(Stored records)

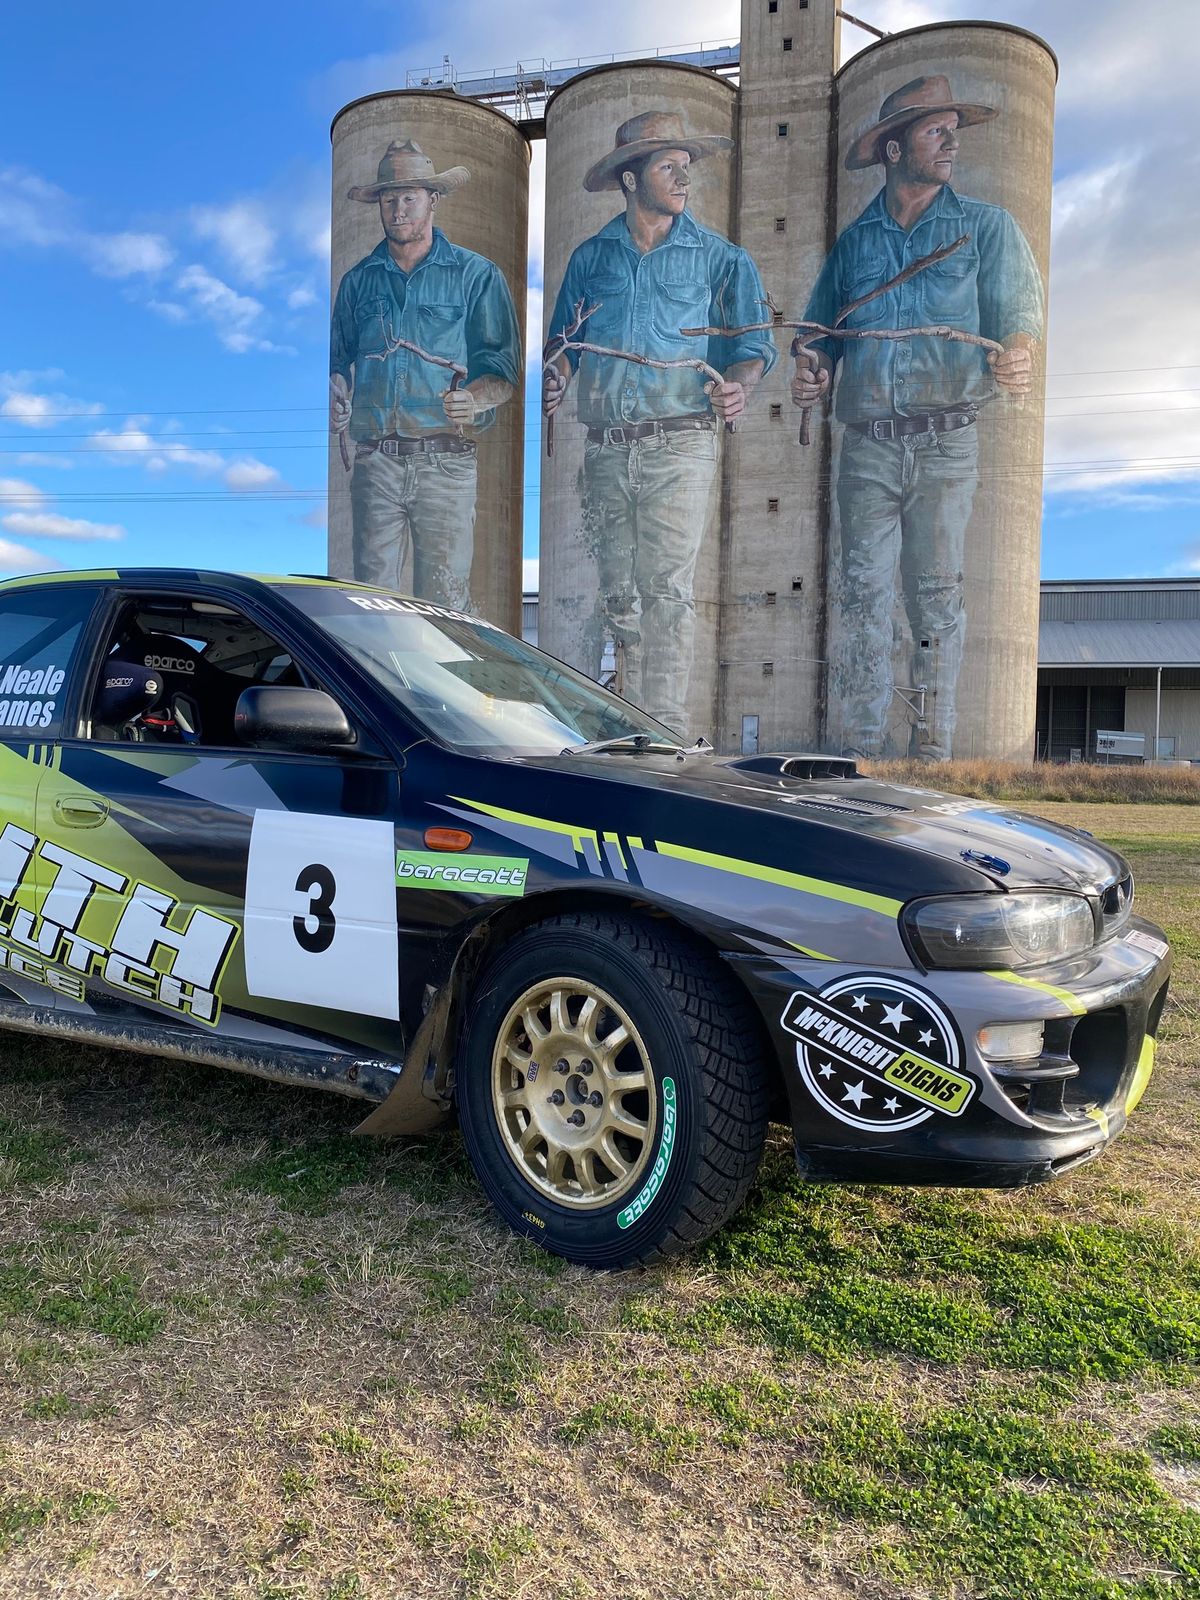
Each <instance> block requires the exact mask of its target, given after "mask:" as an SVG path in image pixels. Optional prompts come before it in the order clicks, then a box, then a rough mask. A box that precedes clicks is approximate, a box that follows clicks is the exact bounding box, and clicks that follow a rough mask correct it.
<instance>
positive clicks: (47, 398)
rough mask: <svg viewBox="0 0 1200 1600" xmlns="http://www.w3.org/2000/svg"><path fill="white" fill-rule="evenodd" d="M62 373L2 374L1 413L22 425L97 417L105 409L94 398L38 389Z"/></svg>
mask: <svg viewBox="0 0 1200 1600" xmlns="http://www.w3.org/2000/svg"><path fill="white" fill-rule="evenodd" d="M61 376H62V373H59V371H46V373H0V416H5V418H8V419H10V421H13V422H19V424H21V427H54V426H56V424H58V421H59V419H62V418H64V416H66V418H70V416H94V414H96V413H98V411H101V410H102V406H99V405H94V403H93V402H90V400H78V398H75V397H74V395H64V394H58V392H53V390H38V389H34V384H38V382H43V381H46V379H54V378H61Z"/></svg>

What you are asked to do:
Output the records above exactly, leaving out pictures.

Your response:
Each <instance> block requires the exact mask of its target, given after "mask:" as an SVG path in image pixels. Optional prompts come before it in the order clicks, then a box, then a rough mask. A box that precedes clicks is approximate, a box that follows clicks is the exact bounding box, and clicks that follow a rough mask correct it.
<instance>
positive clicks: (47, 398)
rough mask: <svg viewBox="0 0 1200 1600" xmlns="http://www.w3.org/2000/svg"><path fill="white" fill-rule="evenodd" d="M62 373L2 374L1 413L22 425L97 417L105 409L94 398L38 389Z"/></svg>
mask: <svg viewBox="0 0 1200 1600" xmlns="http://www.w3.org/2000/svg"><path fill="white" fill-rule="evenodd" d="M61 376H62V373H59V371H46V373H0V416H5V418H8V419H10V421H13V422H19V424H21V427H54V426H56V424H58V421H59V419H62V418H64V416H66V418H70V416H94V414H96V413H98V411H101V410H102V406H99V405H94V403H93V402H90V400H78V398H75V397H74V395H64V394H58V392H53V390H38V389H34V384H38V382H43V381H46V379H54V378H61Z"/></svg>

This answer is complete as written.